Simple toys. Most children don’t know they need expensive toys and plastic parts until you teach them that they do. Be cautious of the media messages they ingest as well as the toys you introduce them to. Limit the overall number of toys you buy. Instead, rotate in safe common household objects or invest in quality, hand-made toys. A little imagination from your little one will go a long way!

Air Dry Laundry. Nothing says summer like clothes on the line. Of course, this tip is easier to do if you live in a dry climate. But by doing so you will not only will you reduce your electricity bill by not running the dryer as much, but you’ll also avoid having the dryer heat up your house during warmer months. When you do run the dryer, run it at night when rates are lower and the outside temperature is cooler. And why do I even speak of laundry? Refer to #2 and #3.

And #10? #10 is all about you. It is all about today. What are you going to do today to paint your current pregnancy or new parenthood green?


Bigger does not always mean better. Progress does not always mean forgetting our roots in order to forge a new future. Blogger, photojournalist, and hobby farmer Andrew Odom has spent much of the last few years rediscovering the lost art of living, growing, and being truly happy. Visit him online, find him on Facebook, or follow him on Twitter.


  1. Molly Margosian /

    As a mommy of two, I feel that I have some knowledge and experience in the “do’s and don’ts” of child rearing. After reading this blog, I tend to agree with the 86 the Nursery – because it’s true, Mommy and Daddy aren’t sleeping for a while. We found that it was important for our first one to have his own space after the first month or so. It taught him independence and less co-dependence on us. Then (just 11 months later) when the 2nd baby was born, that was a whole new ball game!

    • So what did you do after the first month when the baby found his own space? Did y’all build a nursery? Add a pack ‘n play? Get a bassinet?
----------------
#### [Actions to take]
- a) Name every role the green parenting text gives Andrew Odom in its author note.
- b) In the green parenting text, rewrite the paragraph that begins "Air Dry Laundry." as a short bulleted list that keeps its main facts.
- c) Continue the green parenting text from where it stops.
----------------
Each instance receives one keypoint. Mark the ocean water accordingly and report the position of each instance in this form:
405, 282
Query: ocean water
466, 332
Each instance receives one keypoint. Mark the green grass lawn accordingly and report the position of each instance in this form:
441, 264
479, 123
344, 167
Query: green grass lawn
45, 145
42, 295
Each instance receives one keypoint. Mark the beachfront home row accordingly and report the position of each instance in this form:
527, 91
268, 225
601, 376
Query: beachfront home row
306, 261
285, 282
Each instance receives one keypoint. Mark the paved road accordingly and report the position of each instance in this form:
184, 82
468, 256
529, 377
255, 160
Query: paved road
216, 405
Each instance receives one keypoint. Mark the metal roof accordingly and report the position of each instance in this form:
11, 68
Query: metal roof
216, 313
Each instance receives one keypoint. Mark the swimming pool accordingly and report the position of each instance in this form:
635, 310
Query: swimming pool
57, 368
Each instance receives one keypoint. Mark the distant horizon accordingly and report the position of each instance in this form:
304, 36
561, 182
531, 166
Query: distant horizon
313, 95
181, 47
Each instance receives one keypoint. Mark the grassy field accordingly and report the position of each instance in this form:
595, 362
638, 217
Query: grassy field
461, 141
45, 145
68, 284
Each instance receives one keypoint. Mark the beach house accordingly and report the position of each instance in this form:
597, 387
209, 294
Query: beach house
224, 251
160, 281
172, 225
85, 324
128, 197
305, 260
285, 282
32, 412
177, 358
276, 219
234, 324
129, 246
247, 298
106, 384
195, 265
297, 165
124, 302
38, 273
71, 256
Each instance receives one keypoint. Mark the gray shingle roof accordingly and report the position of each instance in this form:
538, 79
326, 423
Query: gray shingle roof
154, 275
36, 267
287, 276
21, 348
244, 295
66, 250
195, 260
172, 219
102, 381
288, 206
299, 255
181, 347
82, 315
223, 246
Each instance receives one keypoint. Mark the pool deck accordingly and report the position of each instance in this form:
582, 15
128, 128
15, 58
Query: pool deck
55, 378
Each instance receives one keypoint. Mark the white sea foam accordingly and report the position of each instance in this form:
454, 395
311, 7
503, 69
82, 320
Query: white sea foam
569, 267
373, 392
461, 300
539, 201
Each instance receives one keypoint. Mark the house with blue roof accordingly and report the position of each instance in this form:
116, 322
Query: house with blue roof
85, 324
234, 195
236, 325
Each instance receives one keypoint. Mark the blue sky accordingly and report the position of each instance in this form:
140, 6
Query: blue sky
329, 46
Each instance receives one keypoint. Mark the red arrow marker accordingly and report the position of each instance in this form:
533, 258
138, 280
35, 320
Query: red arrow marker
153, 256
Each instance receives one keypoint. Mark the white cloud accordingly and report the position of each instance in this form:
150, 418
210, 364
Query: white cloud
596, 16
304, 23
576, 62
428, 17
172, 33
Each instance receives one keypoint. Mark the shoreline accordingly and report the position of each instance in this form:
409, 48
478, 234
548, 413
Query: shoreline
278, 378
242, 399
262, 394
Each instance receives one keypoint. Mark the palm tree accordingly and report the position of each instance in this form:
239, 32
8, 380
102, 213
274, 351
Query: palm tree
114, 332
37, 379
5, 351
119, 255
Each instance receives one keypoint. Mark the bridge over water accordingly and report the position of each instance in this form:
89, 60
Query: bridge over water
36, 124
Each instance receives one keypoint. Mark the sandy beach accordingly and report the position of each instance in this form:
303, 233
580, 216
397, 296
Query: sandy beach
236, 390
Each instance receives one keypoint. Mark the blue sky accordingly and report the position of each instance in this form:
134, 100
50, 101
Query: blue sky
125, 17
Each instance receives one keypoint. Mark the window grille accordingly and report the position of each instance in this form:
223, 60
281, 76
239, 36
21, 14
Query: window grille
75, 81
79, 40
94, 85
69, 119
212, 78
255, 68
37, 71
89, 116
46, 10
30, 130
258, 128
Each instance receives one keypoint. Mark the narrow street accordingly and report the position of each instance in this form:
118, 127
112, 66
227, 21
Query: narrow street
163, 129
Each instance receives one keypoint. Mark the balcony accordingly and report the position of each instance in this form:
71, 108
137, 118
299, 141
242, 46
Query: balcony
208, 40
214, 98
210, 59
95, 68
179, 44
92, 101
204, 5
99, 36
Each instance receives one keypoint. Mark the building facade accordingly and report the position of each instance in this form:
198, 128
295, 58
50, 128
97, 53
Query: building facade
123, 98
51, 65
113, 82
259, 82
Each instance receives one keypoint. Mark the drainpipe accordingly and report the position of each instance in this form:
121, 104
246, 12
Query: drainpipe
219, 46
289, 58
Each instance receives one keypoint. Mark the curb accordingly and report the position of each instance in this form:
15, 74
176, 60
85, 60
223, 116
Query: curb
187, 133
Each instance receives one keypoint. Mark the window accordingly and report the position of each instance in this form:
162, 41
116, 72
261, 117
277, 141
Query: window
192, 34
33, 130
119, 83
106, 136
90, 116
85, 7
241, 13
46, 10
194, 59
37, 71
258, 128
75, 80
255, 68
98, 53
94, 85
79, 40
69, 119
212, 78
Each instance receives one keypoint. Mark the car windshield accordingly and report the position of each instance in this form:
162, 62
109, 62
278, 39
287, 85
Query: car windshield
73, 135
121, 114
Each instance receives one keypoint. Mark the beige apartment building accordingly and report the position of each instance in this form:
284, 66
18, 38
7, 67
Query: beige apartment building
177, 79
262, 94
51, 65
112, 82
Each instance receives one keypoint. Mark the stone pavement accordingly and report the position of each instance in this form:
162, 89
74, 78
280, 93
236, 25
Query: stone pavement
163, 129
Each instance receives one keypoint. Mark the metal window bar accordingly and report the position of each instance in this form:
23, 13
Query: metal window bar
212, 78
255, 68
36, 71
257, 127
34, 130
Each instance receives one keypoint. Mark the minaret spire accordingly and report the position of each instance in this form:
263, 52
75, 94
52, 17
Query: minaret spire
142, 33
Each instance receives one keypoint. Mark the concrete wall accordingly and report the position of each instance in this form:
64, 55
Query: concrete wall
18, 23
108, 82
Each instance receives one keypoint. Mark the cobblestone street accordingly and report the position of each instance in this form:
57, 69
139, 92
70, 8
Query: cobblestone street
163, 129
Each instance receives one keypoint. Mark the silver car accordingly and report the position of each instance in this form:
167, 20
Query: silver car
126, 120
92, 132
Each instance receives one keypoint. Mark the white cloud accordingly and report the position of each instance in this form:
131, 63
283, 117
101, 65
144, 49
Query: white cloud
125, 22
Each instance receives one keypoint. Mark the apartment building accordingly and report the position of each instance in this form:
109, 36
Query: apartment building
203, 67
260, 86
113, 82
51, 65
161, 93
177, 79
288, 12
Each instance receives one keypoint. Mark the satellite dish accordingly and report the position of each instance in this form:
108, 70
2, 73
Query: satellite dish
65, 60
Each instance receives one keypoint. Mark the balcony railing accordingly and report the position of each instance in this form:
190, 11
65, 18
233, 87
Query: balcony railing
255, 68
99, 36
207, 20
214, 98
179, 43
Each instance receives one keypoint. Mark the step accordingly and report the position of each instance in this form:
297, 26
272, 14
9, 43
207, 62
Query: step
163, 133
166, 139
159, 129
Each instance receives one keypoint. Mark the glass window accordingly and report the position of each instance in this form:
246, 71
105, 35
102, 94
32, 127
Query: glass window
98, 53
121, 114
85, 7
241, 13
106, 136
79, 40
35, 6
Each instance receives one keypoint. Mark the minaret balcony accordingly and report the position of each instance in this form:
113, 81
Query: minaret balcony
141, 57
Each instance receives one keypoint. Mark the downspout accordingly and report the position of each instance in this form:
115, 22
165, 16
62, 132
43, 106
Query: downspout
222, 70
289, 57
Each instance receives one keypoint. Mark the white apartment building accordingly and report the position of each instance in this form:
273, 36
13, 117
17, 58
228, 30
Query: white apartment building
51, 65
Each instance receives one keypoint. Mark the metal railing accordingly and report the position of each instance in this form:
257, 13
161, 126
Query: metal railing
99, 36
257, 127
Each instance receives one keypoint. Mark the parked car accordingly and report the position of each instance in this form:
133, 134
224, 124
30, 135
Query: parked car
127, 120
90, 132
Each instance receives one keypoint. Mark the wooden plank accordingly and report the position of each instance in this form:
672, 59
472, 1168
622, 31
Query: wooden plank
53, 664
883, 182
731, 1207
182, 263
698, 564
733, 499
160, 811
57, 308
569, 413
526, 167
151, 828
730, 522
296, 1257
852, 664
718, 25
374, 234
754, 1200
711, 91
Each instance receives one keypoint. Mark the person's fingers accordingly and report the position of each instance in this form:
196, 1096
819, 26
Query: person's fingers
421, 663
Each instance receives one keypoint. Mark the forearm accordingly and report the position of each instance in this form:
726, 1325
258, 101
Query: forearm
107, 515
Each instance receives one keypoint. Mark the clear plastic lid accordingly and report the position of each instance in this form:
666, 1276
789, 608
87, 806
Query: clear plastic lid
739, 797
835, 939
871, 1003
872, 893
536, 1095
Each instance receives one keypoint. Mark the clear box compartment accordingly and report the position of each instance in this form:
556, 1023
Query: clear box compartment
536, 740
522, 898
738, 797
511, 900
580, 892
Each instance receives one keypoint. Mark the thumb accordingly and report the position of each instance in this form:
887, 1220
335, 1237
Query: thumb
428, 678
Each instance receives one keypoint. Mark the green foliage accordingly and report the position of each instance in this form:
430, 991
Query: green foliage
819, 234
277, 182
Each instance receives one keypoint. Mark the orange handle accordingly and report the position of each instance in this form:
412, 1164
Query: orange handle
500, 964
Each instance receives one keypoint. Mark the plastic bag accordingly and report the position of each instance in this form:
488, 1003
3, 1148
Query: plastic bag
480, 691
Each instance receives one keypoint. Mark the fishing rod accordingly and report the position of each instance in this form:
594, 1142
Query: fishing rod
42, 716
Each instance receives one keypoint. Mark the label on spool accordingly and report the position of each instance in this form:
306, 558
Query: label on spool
----------------
#### [Set of answers]
- a) Blogger, photojournalist, and hobby farmer.

- b)
- Dry clothes on a line instead of in the dryer. This is easier in a dry climate.
- Air drying lowers the electricity bill.
- It also keeps the dryer from heating the house in warmer months.
- When the dryer is needed, run it at night, when rates are lower and the outside temperature is cooler.

- c)
  2. Nancy /

    Good stuff, Drew! Of course, I’m a champion for breastfeeding, so anything that adds to the argument of why one should breastfeed is awesome.
    I’m glad you mentioned the use of non-toxic cleaning products. I was very particular about how I cleaned during my pregnancies and find it just as important not to litter my house with toxic fumes now that I have precious lungs to look after.
    And…YAY for water! I have a particular disdain for juice. My kids get all the fruit juice they need from the fruit they eat. I do allow them to have it when we are in a situation where it is readily available to them (e.g. play-date, birthday party), but it is still limited. I do not buy it for them, either.

    • Thank you for reading Nancy and being an advocate for breastfeeding. We think it is such an important part of a young life!

  3. You know what this post does? It makes me want to go have a baby so I can raise a child in a green way. (No worries, though. At the moment, I’ll do anything I can to avoid having a child for awhile.) I’m incredibly excited that there are so many easy, earth-friendly options for babies. At this point, I can’t imagining wanting to offer my child soft drinks, sugar-loaded fruit juices, or tons of processed food – especially so early in life! Thank you for reminding us.

    • You are so welcome Laura. And I am sure that when you have a baby you’ll come up with even more ways to raise a sustainable and earth-friendly ‘lil guy! (or gal)

  4. Emily /

    Still on the fence about cloth diapers, but I would never feed my baby formula. Baby food definitely creates a lot of waste and expense. I know many moms who would literally blend up veggies, dinner, anything that could be turned to mush. I hope I’ll have the time to take that one, when I have kids.

    • Yeah, well, cloth diapers take discipline. HAHAHAHA. We are going with gDiapers which are a lovely hybrid of cloth and disposable depending on the circumstances you find yourself in. You should check them out!

  5. What a great post. I wish I would have had your insights to have read while I was pregnant.

    • Thank you so much Jennifer. I am sure I missed quite a bit of insight. But hey, it’s never too late to switch your kids now teaching them more sustainable ways of life. I challenge you!